Saved entries:
+ + + + +

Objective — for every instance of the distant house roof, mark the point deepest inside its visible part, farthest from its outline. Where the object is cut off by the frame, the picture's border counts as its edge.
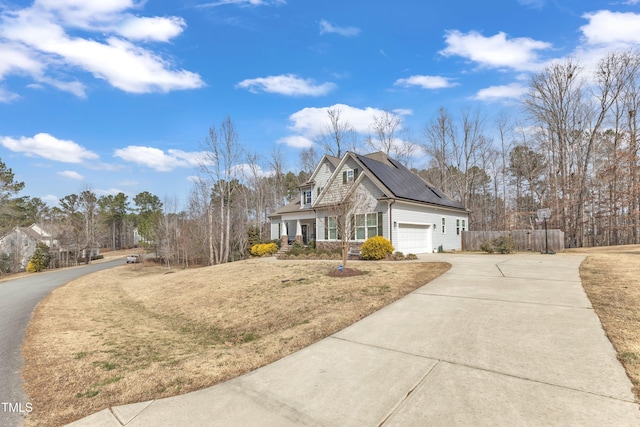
(403, 183)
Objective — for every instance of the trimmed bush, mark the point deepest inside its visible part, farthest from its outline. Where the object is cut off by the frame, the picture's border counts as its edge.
(376, 248)
(502, 245)
(262, 249)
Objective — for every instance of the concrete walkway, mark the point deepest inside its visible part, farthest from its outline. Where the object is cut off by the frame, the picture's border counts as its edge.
(504, 340)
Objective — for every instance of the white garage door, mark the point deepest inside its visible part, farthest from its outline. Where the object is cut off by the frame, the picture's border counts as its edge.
(414, 239)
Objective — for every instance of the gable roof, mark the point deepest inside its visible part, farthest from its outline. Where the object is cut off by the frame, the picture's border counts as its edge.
(403, 183)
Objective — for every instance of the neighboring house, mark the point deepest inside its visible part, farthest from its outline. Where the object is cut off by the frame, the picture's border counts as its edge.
(18, 246)
(392, 202)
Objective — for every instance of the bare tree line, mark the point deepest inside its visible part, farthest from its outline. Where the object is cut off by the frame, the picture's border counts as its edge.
(574, 150)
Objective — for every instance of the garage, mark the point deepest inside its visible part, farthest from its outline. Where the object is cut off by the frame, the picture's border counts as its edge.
(414, 238)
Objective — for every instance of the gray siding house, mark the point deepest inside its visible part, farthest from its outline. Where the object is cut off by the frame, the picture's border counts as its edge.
(392, 202)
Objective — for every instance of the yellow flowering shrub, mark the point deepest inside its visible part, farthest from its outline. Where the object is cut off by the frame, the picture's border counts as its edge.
(376, 248)
(262, 249)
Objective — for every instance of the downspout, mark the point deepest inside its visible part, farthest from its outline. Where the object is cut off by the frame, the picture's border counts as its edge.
(391, 202)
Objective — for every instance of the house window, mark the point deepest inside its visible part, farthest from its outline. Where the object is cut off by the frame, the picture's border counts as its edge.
(349, 175)
(367, 225)
(331, 228)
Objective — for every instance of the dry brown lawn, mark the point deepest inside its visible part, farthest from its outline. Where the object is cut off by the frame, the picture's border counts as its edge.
(136, 333)
(611, 279)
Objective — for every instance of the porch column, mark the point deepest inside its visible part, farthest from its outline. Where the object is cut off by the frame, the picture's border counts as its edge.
(284, 239)
(298, 231)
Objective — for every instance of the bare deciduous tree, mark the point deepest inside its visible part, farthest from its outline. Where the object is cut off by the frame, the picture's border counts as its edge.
(338, 135)
(222, 153)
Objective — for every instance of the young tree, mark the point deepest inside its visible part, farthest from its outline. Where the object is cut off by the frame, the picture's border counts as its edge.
(339, 209)
(113, 213)
(149, 209)
(88, 203)
(9, 215)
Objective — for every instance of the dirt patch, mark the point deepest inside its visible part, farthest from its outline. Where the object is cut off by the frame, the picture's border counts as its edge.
(345, 272)
(134, 333)
(610, 279)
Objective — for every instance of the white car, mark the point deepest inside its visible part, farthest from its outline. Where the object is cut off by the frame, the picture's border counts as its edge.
(133, 258)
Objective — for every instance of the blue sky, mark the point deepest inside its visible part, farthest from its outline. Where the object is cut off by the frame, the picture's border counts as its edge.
(119, 95)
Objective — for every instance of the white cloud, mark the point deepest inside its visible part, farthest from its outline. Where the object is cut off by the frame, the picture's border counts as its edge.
(296, 141)
(243, 3)
(158, 160)
(16, 58)
(151, 29)
(328, 28)
(49, 147)
(496, 51)
(71, 175)
(310, 123)
(50, 199)
(107, 192)
(37, 43)
(533, 3)
(7, 96)
(511, 91)
(426, 82)
(286, 84)
(606, 27)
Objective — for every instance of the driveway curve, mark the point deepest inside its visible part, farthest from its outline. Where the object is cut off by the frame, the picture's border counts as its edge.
(18, 298)
(498, 340)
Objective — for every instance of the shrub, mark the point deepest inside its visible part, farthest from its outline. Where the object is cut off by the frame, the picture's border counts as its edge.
(262, 249)
(40, 259)
(31, 268)
(503, 245)
(396, 256)
(487, 246)
(376, 248)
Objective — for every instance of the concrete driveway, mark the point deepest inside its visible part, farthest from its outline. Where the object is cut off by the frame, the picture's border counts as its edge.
(500, 340)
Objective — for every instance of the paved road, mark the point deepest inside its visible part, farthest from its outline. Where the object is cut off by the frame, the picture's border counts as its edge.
(504, 340)
(18, 298)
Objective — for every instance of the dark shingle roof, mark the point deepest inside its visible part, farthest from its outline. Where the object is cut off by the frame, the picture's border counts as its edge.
(404, 184)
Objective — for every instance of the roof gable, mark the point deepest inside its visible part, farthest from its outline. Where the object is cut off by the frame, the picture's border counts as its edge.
(404, 184)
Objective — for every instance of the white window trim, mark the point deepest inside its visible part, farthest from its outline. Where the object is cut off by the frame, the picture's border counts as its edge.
(366, 226)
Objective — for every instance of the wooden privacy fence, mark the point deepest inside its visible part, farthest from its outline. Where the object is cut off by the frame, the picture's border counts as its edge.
(526, 240)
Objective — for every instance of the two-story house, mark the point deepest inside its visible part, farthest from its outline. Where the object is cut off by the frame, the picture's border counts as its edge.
(391, 201)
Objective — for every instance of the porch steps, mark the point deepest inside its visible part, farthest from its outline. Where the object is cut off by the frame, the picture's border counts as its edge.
(283, 249)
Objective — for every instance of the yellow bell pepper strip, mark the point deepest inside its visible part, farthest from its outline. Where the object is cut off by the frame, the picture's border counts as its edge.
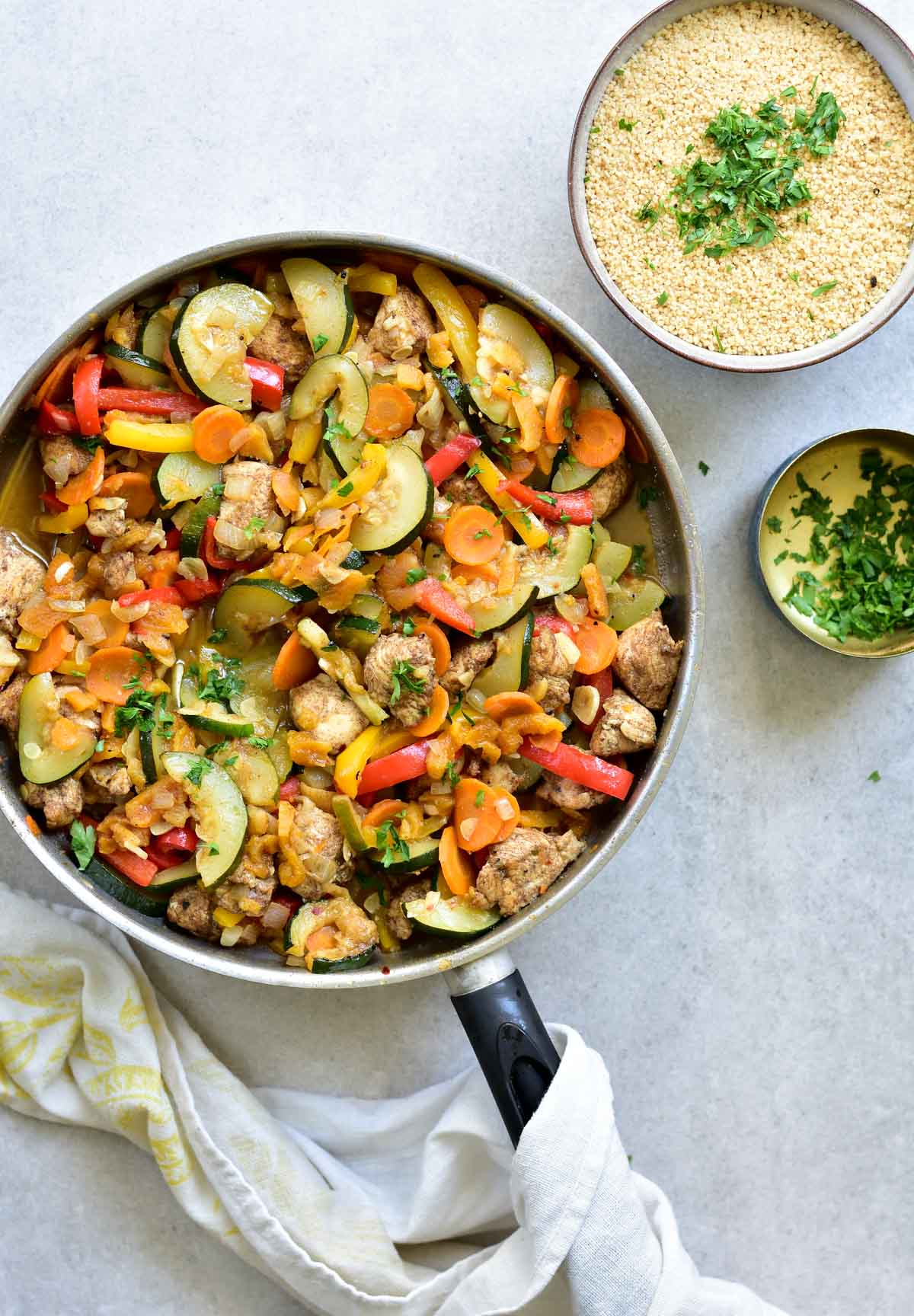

+ + + + +

• _Aim of the task_: Quote each entry above verbatim and drop the pictures.

• _Your response_:
Objective — for every instance of the distant house roof, mark the point deepest inside its visible part, farthest from its outline. Where the object is cut off by the frame, the picture's border counts as its edge.
(403, 183)
Objective — for every instance of the trimmed bush, mark the point deepest inside its visible part, farthest from its outline. Where the object is cut off by the frame, the picture's border counts as its edge.
(376, 248)
(502, 245)
(262, 249)
Objective — for every instance of the concrete walkway, mark the point deepest inside its visible part, farthest from its outline. Where the object is cut off by the frame, the picture's border counts as its edge.
(504, 340)
Objective — for every instance of the white garage door, mark the point deepest inside its visible part, farthest from its outline. Where the object is cut off by the frame, the picture's border counts as its edge.
(414, 239)
Objective — for every instance of the gable roof, mark the point deepest inside its visible part, farthest from its outline. Where the object is cut off by the frame, the picture's border counts as its edge.
(403, 183)
Objective — for every instance of the neighboring house, mark the point deepest inside its visible part, farthest from its outline. Where the object is cut off by the frame, the picture's border counts as its edge.
(18, 246)
(392, 202)
Objective — for every instance of the bare tree line, mark the point deepest inside its visible part, farthest from its outline. Where the object is cut off by the frame, the picture's border counts as its edge.
(574, 150)
Objective — for every instance of the garage, mark the point deepest inside its visible part, farthest from its outline. Where the object is cut off by the frame, the picture's border counts as its edge.
(414, 238)
Objective — for every instance of the gray siding house, mark the point deepest inside its visible part, farthest from its outline. Where the object is cut off by the frame, the picture's border counts as its edge.
(392, 202)
Objective — for every instance of the yellow flowering shrub, mark the point deepest inside its visible part, farthest from its outline. Where the object is cut off by the frame, the picture's border counts as its edge.
(376, 248)
(262, 249)
Objective — for every instance of the downspout, mark the point deepest inside its visible part, farthest from its outline. Where the object is cut off by the frame, the picture's border counts as its edge.
(391, 202)
Objective — for every instance of the house window, mark the point deepest inside its visible part, farthest from its outline. Where the object is cut off by the frame, the picture's border counts as its edge.
(349, 175)
(367, 225)
(331, 228)
Objective — for every instance of the dry brown lawn, mark the point deepest inside its visible part, farthest from its outline. Where the object is cut off by the frame, the picture's border counts as its edge.
(136, 333)
(611, 279)
Objective — for every instance of the porch column, mark the point deepest inside its visible part, farthest from its outline. Where the object is cut off by the frame, the picture's border counts as its edge.
(284, 239)
(298, 231)
Objective — for every instance of the bare deciduous tree, mark the point deepest inside its visible part, farthest from its outline. Where the object is cut off by the frame, the picture's border counts as its edge.
(338, 135)
(222, 153)
Objective — for every instance of the young tree, mark the point deepest inside its visible part, farthest from its outline. Where the object is cut off by the frame, the picture's border counts as its edge.
(339, 209)
(113, 213)
(149, 209)
(88, 203)
(9, 215)
Objective — for every instance of the dirt patch, mark the point deepest inside its visible part, farthest from its outline. Where the object is cut off by the frame, the picture's border counts as its edge.
(345, 272)
(134, 333)
(610, 279)
Objective — for every instance of the white car, mark the point deepest inside its visible part, farthest from its outline. Where the object is cut off by the frame, the picture's border counts as its edge.
(133, 258)
Objective — for every instance of the blue sky, mark the point deepest inside its visible part, farthest from its outline. Where the object is cut off by the frame, the picture's border counts as its edge.
(119, 95)
Objective — for every instance of the white cloud, mark the point deepest inside its visible part, farthest from its outline. Where the object is cut off by the frame, the picture's border counts as its edge.
(296, 141)
(243, 3)
(158, 160)
(16, 58)
(151, 29)
(328, 28)
(49, 147)
(496, 51)
(71, 175)
(310, 123)
(50, 199)
(107, 192)
(37, 43)
(533, 3)
(7, 96)
(511, 91)
(426, 82)
(286, 84)
(606, 27)
Objective — for every instance of the driveway curve, mark the point deepest inside its visible part, farthest from its outline. Where the object is cut off by the frame, the picture's border counts as its edge.
(18, 298)
(498, 340)
Objective — for every instance of the shrub, mark the point deepest inside its visible part, farthest from its outline. Where the object is cut off by the frame, the picture's border counts as its edge.
(262, 249)
(40, 259)
(31, 268)
(503, 245)
(396, 256)
(487, 246)
(376, 248)
Objective — for every instance of the concrete driveway, mark the point deepest inside its visible part, farthest from its outline. Where the object is cut off by the frame, the picture's border counts as its edge.
(500, 340)
Objective — for every instance of the paved road, mark the point deepest inside its visible part, farthest from its outline. Where the object is cut off by the frame, the picture's border counts as its edge.
(504, 340)
(18, 298)
Objective — for every instance of the dark shingle roof, mark the point deepest inside its visible part, farthest from its outline. Where the object is cut off by the frame, the picture's border counts as its edge.
(404, 184)
Objective — for every instance of the roof gable, mark the point deepest inside its visible part, farthest from its outline. Where the object is cut off by the frame, the picture's border counts as its edge.
(404, 184)
Objective — for every instance of the white window trim, mark the point deepest inside its visible part, farthest from its outline. Where the object is cut off by the frame, the picture's border counts as its edge.
(366, 226)
Objective — for every instance of the wooden privacy fence, mark the point deepest inside its visible part, farthest from its outline. Where the object is cut off by the frame, the picture's border counts as its edge.
(526, 240)
Objective — for every instance of the two-story house, mark the point deepest inside its visible part, farthest from its outline. Where the object is cut off by the frame, the picture's border counts as its edge.
(391, 201)
Objective — for every instance of the porch steps, mark the point deepest inside its visible part, farthest from its outline. Where the object is cut off by the frame, the picture's border counts as its edge.
(283, 249)
Objective — for every instance of the yellow bell pepper strip, mark the point deepest inside its visible part, farthest from its outline. Where the object is cut off by the frame, the picture's border counts as its edge.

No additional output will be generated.